# [Source data]
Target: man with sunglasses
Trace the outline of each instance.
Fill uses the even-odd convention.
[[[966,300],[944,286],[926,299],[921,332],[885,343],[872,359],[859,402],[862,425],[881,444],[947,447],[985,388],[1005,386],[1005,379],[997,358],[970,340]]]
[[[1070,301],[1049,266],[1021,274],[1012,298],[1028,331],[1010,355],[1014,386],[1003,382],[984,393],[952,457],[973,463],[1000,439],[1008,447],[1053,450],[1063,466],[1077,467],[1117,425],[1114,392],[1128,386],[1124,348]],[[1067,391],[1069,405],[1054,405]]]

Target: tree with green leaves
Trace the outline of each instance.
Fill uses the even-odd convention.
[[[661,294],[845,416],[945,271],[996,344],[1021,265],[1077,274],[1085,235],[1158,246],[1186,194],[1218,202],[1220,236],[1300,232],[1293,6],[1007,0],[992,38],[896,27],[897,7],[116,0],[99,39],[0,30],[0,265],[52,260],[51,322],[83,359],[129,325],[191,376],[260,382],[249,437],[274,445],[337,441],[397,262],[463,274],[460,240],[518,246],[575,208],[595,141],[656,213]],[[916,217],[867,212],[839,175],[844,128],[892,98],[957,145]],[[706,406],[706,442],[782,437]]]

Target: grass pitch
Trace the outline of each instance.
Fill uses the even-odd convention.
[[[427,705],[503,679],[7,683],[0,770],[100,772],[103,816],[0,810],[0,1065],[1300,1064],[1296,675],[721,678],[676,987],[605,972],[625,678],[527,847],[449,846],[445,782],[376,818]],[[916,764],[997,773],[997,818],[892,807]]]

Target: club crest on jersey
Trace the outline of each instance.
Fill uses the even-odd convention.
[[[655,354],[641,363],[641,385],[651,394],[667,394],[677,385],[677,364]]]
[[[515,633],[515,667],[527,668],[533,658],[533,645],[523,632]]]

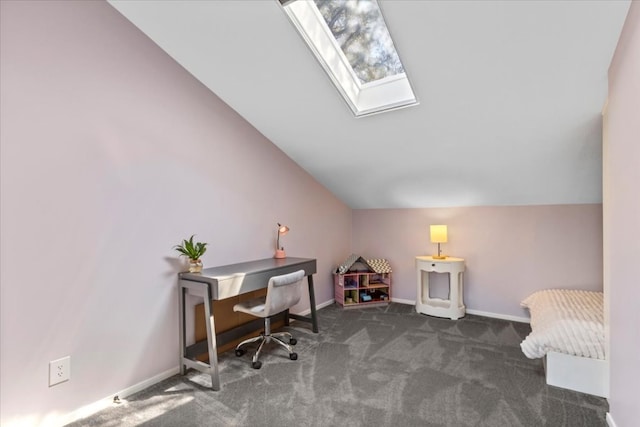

# [Problem to work on]
The pictures in the listing above are to be dropped, and everything else reproduced exactly.

# [Written response]
Target: man with sunglasses
Trace the outline of each instance.
Fill uses the even-odd convention.
[[[966,300],[944,286],[926,299],[921,332],[885,343],[872,359],[859,402],[862,425],[881,444],[947,447],[985,388],[1005,386],[1005,379],[997,358],[970,340]]]
[[[1070,301],[1049,266],[1021,274],[1012,298],[1028,331],[1010,355],[1014,386],[1003,382],[984,393],[952,457],[973,463],[1000,439],[1008,447],[1053,450],[1063,466],[1077,467],[1117,425],[1114,392],[1128,386],[1124,348]],[[1067,391],[1069,405],[1054,405]]]

Target: tree with green leaves
Trace the outline of each instance.
Fill uses the even-odd convention.
[[[661,294],[845,416],[945,271],[996,344],[1021,265],[1077,274],[1085,235],[1158,246],[1186,194],[1218,202],[1220,236],[1300,232],[1293,6],[1007,0],[992,38],[896,27],[897,7],[116,0],[99,39],[0,30],[0,265],[52,260],[51,322],[83,359],[129,325],[191,376],[260,382],[249,437],[274,445],[337,441],[397,262],[463,274],[460,240],[518,246],[575,208],[595,141],[656,213]],[[916,217],[867,212],[839,175],[844,128],[892,98],[957,145]],[[706,406],[706,442],[782,437]]]

Target: grass pitch
Trace the outline of each instance.
Fill uses the even-odd convention.
[[[427,705],[503,679],[7,683],[0,770],[100,772],[103,816],[0,810],[0,1065],[1300,1064],[1296,675],[721,678],[676,987],[605,972],[625,678],[527,847],[449,846],[445,782],[376,818]],[[916,764],[997,773],[997,818],[892,807]]]

Target: club crest on jersey
Trace the outline of each instance.
Fill uses the even-odd convention.
[[[655,354],[641,363],[641,385],[651,394],[667,394],[677,385],[677,364]]]
[[[515,633],[515,667],[527,668],[533,658],[533,645],[523,632]]]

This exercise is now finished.